[A run of entries]
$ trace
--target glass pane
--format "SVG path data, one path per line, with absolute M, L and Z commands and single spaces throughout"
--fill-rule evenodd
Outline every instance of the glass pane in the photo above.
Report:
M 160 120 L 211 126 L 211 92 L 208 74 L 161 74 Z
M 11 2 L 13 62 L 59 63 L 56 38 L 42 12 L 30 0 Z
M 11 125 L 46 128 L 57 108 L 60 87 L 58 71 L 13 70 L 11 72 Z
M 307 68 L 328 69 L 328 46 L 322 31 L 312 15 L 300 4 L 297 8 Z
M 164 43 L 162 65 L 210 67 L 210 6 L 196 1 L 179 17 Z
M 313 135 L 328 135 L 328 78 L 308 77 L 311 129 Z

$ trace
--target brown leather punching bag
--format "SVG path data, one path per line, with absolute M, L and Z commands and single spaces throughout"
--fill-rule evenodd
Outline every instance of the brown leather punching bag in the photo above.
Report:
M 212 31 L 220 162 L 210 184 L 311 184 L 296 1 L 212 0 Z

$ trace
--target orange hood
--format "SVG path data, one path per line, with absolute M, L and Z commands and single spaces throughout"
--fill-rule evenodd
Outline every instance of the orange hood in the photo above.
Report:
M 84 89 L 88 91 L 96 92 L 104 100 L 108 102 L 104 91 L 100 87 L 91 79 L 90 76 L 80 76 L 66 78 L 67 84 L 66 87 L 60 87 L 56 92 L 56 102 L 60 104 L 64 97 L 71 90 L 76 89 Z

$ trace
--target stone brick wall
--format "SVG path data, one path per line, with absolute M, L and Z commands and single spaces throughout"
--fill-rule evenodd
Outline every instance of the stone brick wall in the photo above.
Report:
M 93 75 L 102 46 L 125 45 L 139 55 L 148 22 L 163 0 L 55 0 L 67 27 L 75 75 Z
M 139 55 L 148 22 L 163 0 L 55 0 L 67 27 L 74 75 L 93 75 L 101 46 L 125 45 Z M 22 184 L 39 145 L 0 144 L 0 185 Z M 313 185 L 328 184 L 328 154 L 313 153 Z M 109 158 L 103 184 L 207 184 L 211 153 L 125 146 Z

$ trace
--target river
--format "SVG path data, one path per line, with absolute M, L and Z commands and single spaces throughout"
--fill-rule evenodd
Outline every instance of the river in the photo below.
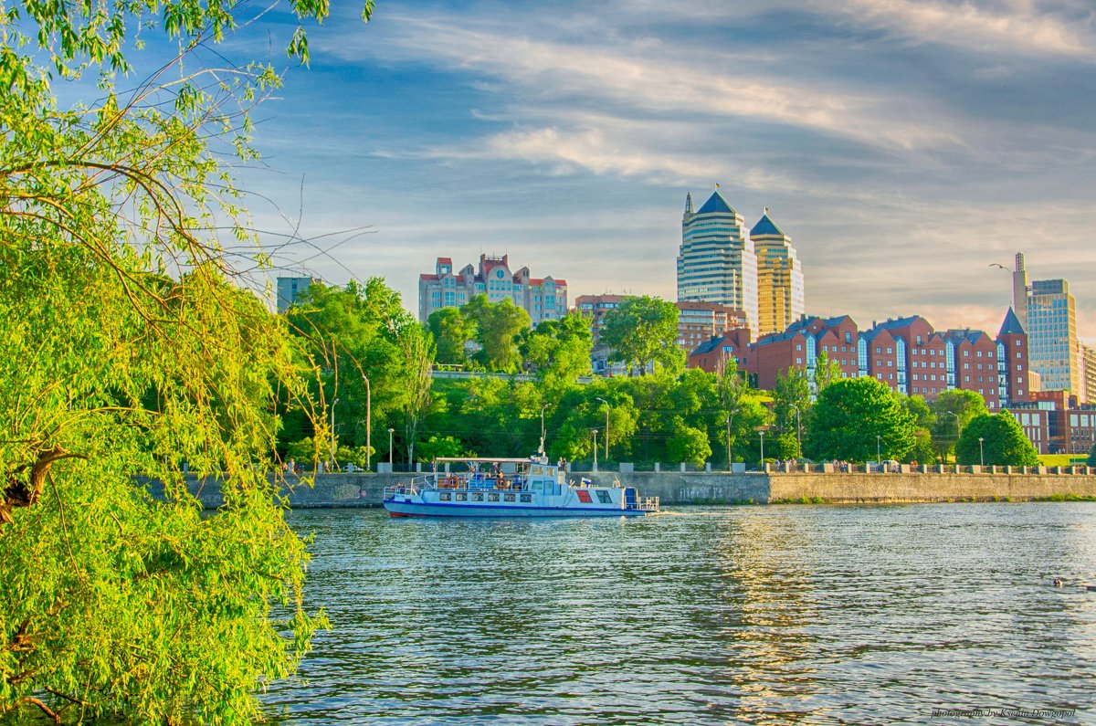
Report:
M 1096 724 L 1096 503 L 290 522 L 333 629 L 278 723 Z

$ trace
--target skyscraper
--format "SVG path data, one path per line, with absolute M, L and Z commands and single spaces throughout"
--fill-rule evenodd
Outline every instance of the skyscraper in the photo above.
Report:
M 807 313 L 802 263 L 791 238 L 773 224 L 768 207 L 750 239 L 757 257 L 757 334 L 784 332 Z
M 757 257 L 745 220 L 718 190 L 696 212 L 693 195 L 685 197 L 677 300 L 738 308 L 746 314 L 750 329 L 758 329 Z
M 1031 370 L 1043 390 L 1081 392 L 1076 303 L 1064 280 L 1036 280 L 1027 299 Z

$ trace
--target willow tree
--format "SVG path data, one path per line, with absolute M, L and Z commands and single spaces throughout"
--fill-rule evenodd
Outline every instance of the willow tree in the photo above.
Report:
M 252 156 L 246 109 L 278 83 L 269 66 L 201 67 L 239 10 L 0 4 L 0 718 L 248 722 L 323 622 L 266 478 L 273 402 L 301 375 L 235 281 L 262 257 L 230 257 L 216 231 L 247 236 L 217 150 Z M 117 81 L 150 24 L 178 55 Z M 299 27 L 289 52 L 307 58 Z M 81 77 L 65 94 L 101 101 L 61 106 L 57 86 Z M 224 479 L 216 514 L 184 466 Z

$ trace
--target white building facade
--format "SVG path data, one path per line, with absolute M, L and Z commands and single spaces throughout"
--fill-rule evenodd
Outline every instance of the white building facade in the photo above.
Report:
M 758 329 L 757 257 L 745 220 L 719 191 L 693 211 L 685 200 L 682 245 L 677 254 L 677 300 L 718 303 L 745 313 Z
M 419 275 L 419 319 L 425 322 L 434 310 L 461 307 L 476 295 L 487 295 L 491 303 L 510 299 L 529 314 L 534 326 L 567 315 L 566 280 L 533 277 L 528 268 L 512 272 L 509 256 L 480 254 L 478 269 L 466 264 L 455 272 L 453 260 L 439 257 L 433 274 Z

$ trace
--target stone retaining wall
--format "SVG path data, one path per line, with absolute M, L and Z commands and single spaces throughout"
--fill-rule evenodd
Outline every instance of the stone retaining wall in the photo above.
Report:
M 581 473 L 598 485 L 619 479 L 640 496 L 663 504 L 778 503 L 788 501 L 924 502 L 1029 500 L 1052 497 L 1096 498 L 1092 474 L 727 474 L 727 473 Z M 320 474 L 313 487 L 289 477 L 285 492 L 297 509 L 378 507 L 384 488 L 407 481 L 407 474 Z M 152 492 L 159 496 L 156 484 Z M 192 492 L 207 508 L 221 504 L 216 480 L 190 479 Z

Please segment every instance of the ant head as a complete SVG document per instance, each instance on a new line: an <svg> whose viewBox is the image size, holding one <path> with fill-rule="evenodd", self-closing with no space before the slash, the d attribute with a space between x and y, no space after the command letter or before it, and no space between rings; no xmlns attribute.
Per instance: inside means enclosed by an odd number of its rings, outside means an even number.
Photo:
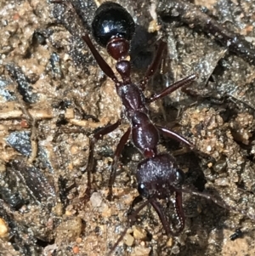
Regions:
<svg viewBox="0 0 255 256"><path fill-rule="evenodd" d="M139 164L137 181L140 196L148 199L166 199L181 189L184 174L178 168L173 156L160 154Z"/></svg>
<svg viewBox="0 0 255 256"><path fill-rule="evenodd" d="M135 25L132 16L121 5L105 2L95 13L92 32L95 41L116 60L128 55Z"/></svg>

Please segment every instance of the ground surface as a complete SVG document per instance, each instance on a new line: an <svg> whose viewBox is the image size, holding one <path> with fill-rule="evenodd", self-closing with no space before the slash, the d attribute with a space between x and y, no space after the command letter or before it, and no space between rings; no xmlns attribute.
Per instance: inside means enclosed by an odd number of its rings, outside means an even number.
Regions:
<svg viewBox="0 0 255 256"><path fill-rule="evenodd" d="M177 9L169 11L169 1L151 6L143 2L122 4L144 27L152 20L149 10L154 18L159 14L160 32L168 44L163 74L152 79L148 94L199 74L187 94L178 91L150 107L155 122L190 139L197 152L187 152L167 138L159 151L176 155L186 173L186 187L207 190L254 216L252 51L228 50L230 45L219 43L217 35L187 24ZM197 0L194 4L255 45L254 0ZM134 174L142 157L128 144L114 201L106 199L113 152L128 125L124 122L97 144L94 194L87 204L82 200L88 136L116 122L122 105L114 84L77 37L82 30L89 31L95 3L83 2L82 26L65 9L38 0L0 3L0 255L105 255L128 225L127 211L137 196ZM133 81L142 77L153 48L152 44L148 53L140 53L144 46L133 49ZM254 219L190 195L184 196L184 208L186 226L178 237L165 236L149 208L128 230L116 255L255 254ZM230 241L237 228L243 237Z"/></svg>

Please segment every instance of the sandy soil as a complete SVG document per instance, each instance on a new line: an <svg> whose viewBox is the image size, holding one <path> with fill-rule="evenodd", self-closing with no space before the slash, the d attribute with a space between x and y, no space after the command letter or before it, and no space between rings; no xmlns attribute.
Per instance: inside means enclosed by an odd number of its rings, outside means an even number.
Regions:
<svg viewBox="0 0 255 256"><path fill-rule="evenodd" d="M161 14L156 28L168 44L162 72L146 94L199 74L187 93L175 92L150 108L156 123L173 128L196 150L162 138L159 151L175 155L186 174L185 187L221 198L232 208L185 194L185 229L167 237L153 208L146 208L115 255L255 255L254 65L207 31L169 17L167 1L121 3L145 28ZM122 152L114 200L106 199L113 152L128 123L97 143L93 194L86 204L82 201L88 138L116 122L122 111L113 82L79 39L90 32L96 9L94 2L82 3L82 20L65 5L44 0L0 3L0 255L105 255L128 225L142 159L131 143ZM255 45L254 0L194 3ZM135 40L139 45L140 39ZM154 46L133 50L137 82ZM231 241L237 228L242 237Z"/></svg>

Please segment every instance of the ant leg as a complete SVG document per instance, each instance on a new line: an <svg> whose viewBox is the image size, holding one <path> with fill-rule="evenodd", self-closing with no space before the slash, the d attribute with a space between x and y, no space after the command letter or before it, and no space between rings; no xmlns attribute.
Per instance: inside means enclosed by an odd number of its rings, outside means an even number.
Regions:
<svg viewBox="0 0 255 256"><path fill-rule="evenodd" d="M95 47L94 46L94 44L91 42L90 37L88 37L88 34L85 34L84 36L82 36L82 38L83 39L83 41L87 43L87 45L88 46L91 53L94 55L94 58L96 60L99 66L100 67L100 69L103 71L103 72L109 77L115 83L118 83L120 84L120 82L118 81L118 79L116 78L116 77L115 76L111 67L106 63L106 61L102 58L102 56L100 55L100 54L99 53L99 51L95 48Z"/></svg>
<svg viewBox="0 0 255 256"><path fill-rule="evenodd" d="M190 189L181 189L180 191L184 192L184 193L189 193L189 194L191 194L191 195L195 195L195 196L201 196L201 197L207 198L208 200L212 200L214 203L218 204L218 206L222 207L223 208L228 209L230 211L232 210L234 212L240 213L242 215L247 216L251 219L255 219L255 213L249 213L246 210L239 209L237 208L228 205L224 201L218 200L212 195L205 194L205 193L199 192L199 191L192 191L192 190L190 190Z"/></svg>
<svg viewBox="0 0 255 256"><path fill-rule="evenodd" d="M173 225L170 225L164 212L162 209L162 206L157 201L150 200L150 202L156 211L158 217L160 218L161 222L167 232L167 235L173 236L179 235L185 226L185 217L184 217L183 204L182 204L182 192L176 191L175 194L175 210L179 223L179 227L177 229L174 229L173 227Z"/></svg>
<svg viewBox="0 0 255 256"><path fill-rule="evenodd" d="M164 88L158 94L153 94L150 98L146 98L146 102L147 103L153 102L153 101L155 101L158 99L162 99L162 98L167 96L167 94L172 94L173 92L174 92L175 90L177 90L180 87L190 85L196 77L197 77L197 75L193 74L193 75L190 75L190 76L189 76L189 77L185 77L182 80L179 80L179 81L171 84L167 88Z"/></svg>
<svg viewBox="0 0 255 256"><path fill-rule="evenodd" d="M126 131L126 133L122 135L119 144L116 146L116 151L114 153L114 159L113 159L113 162L111 164L111 171L110 171L109 184L108 184L109 194L108 194L107 197L108 197L108 200L110 200L110 201L111 200L111 197L112 197L112 185L113 185L115 179L116 179L116 171L117 168L117 163L119 162L121 153L124 148L124 145L126 145L126 143L129 138L130 132L131 132L131 128L129 127L128 129Z"/></svg>
<svg viewBox="0 0 255 256"><path fill-rule="evenodd" d="M85 191L85 202L88 202L90 197L90 191L91 191L91 174L94 168L94 150L95 143L103 138L104 135L106 135L112 131L114 131L120 124L122 123L121 120L118 120L116 122L113 124L110 124L106 127L102 128L99 131L97 131L94 135L93 138L90 139L89 141L89 155L88 164L85 171L87 171L88 175L88 185L87 189Z"/></svg>
<svg viewBox="0 0 255 256"><path fill-rule="evenodd" d="M183 136L181 136L166 128L163 128L162 126L156 125L156 127L159 129L160 133L162 133L162 134L164 134L171 139L173 139L178 142L184 143L186 146L190 147L191 150L194 149L195 145L191 142L187 140L185 138L184 138Z"/></svg>
<svg viewBox="0 0 255 256"><path fill-rule="evenodd" d="M161 40L160 43L158 45L158 48L157 48L156 56L155 56L152 63L148 67L144 79L142 81L140 81L140 82L139 82L140 88L143 91L145 89L148 81L157 71L158 66L161 64L161 61L162 59L163 52L164 52L164 50L166 50L166 48L167 48L167 43Z"/></svg>

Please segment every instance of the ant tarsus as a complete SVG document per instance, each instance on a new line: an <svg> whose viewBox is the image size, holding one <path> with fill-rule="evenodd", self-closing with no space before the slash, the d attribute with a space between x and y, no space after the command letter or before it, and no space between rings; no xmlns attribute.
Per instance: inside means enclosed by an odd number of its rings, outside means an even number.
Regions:
<svg viewBox="0 0 255 256"><path fill-rule="evenodd" d="M243 236L243 232L241 231L241 230L239 228L237 230L235 230L235 232L234 234L232 234L230 238L231 241L235 241L237 238L241 238Z"/></svg>

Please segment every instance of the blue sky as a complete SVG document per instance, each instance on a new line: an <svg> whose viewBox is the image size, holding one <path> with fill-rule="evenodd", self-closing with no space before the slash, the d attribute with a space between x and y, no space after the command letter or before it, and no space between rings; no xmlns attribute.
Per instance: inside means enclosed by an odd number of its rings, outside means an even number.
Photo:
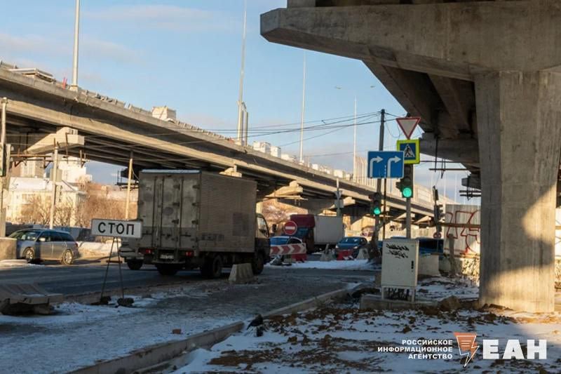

> [TASK STATEMENT]
Return every line of the entries above that contains the word "wall", copying each line in full.

> [EXERCISE OUTPUT]
--target stone brick wall
Outline every instance of the stone brick wall in the photo above.
--target stone retaining wall
Outline every instance of the stone retaining wall in the photo above.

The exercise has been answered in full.